- [Document passage]:
United States Corporate/Commercial Law

Paul Lawler is an Associate in the Tampa office

On July 10, 2013, the SEC approved final rules that repealed the ban on general solicitation in Rule 506(c) offerings if sales are made only to accredited investors and other conditions are met. On the same day, the SEC issued separate proposed rules that would amend Regulation D and Form D. These proposed rules include additional requirements in order for issuers to use the newly created Rule 506(c). Among other things, the proposed rules would require:

  • issuers to file a Form D with the SEC at least 15 days prior to using a general solicitation in a Rule 506(c) offering
  • certain legends and disclosures to accompany the general solicitation materials used in the Rule 506(c) offerings
  • issuers, for a temporary two-year period, to submit any written general solicitation materials used in Rule 506(c) offers to the SEC no later than the date of the first use of these materials

For further information on new Rule 506(c) as well as the proposed rules amending Regulation D and Form D, please see the July 18, 2013, edition of Securities and Financial News to Note.

In response to a letter from a House subcommittee, the SEC Chair Mary Jo White wrote a letter clarifying that the final rules eliminating the ban on general solicitation — which will become effective on September 23, 2013 — may be used starting on the effective date as long as issuers comply with the requirements set forth in that exemption. Chair White added that issuers are not required to comply with any aspect of the SEC's proposed rules until final rules are adopted and become effective.

[Some records]

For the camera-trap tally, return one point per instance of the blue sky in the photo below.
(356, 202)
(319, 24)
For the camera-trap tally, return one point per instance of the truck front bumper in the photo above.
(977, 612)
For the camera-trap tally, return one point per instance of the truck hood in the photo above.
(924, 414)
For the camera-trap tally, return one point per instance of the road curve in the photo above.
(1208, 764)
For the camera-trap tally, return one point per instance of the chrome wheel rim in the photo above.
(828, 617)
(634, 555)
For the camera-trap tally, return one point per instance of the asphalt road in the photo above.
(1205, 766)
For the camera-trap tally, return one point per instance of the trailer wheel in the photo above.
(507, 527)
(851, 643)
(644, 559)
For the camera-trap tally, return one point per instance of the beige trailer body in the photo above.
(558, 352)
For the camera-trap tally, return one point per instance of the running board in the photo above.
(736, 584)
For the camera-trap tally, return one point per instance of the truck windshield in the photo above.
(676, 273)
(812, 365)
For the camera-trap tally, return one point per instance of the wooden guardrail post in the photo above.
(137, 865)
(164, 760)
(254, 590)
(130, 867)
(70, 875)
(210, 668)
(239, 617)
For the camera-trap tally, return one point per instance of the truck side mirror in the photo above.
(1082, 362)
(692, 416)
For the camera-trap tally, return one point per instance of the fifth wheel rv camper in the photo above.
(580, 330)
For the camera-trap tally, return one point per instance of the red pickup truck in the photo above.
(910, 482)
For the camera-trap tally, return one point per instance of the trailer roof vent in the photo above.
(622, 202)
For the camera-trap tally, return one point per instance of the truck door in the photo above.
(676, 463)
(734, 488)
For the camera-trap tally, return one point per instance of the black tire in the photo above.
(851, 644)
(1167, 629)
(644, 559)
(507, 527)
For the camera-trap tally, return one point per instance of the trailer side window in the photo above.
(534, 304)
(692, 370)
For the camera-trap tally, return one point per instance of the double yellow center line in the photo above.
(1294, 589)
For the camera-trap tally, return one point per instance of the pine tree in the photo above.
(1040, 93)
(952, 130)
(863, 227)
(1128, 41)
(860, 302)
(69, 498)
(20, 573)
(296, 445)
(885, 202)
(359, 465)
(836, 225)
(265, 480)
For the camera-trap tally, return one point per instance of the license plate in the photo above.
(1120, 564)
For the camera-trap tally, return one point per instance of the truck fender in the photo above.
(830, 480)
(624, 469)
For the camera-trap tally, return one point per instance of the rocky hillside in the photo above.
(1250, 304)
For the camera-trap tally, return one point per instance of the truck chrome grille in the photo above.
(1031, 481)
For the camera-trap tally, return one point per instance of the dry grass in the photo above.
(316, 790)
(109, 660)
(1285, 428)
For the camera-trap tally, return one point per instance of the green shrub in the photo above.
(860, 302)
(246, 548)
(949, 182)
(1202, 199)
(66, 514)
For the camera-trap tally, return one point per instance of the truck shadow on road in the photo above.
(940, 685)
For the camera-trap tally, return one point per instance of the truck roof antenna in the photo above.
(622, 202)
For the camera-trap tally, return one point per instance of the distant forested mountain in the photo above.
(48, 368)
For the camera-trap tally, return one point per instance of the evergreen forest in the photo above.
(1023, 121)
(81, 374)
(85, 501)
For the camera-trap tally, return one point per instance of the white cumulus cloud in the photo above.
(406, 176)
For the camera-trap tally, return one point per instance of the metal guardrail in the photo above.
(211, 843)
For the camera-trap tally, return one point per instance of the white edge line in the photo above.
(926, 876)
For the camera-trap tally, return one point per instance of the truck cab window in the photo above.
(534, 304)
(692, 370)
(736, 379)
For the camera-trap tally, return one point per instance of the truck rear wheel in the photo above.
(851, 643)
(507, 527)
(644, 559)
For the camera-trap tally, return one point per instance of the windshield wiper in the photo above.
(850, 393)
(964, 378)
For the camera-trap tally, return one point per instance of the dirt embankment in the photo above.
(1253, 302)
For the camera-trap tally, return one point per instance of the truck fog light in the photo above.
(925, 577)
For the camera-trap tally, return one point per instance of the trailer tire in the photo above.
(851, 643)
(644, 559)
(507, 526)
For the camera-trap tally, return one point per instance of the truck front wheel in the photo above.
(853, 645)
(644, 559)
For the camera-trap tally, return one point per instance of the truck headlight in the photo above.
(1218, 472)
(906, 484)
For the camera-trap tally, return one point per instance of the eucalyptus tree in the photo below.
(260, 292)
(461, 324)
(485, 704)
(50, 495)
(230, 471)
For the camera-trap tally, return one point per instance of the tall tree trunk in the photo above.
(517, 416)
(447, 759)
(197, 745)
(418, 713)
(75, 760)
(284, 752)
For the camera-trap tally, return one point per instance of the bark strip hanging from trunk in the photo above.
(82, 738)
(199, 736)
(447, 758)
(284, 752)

- [Given exercise]: Reproduce word for word the stretch of the passage above on the SEC's Rule 506(c) changes, from "For further information" through "and become effective.".

- [The completed task]:
For further information on new Rule 506(c) as well as the proposed rules amending Regulation D and Form D, please see the July 18, 2013, edition of Securities and Financial News to Note.

In response to a letter from a House subcommittee, the SEC Chair Mary Jo White wrote a letter clarifying that the final rules eliminating the ban on general solicitation — which will become effective on September 23, 2013 — may be used starting on the effective date as long as issuers comply with the requirements set forth in that exemption. Chair White added that issuers are not required to comply with any aspect of the SEC's proposed rules until final rules are adopted and become effective.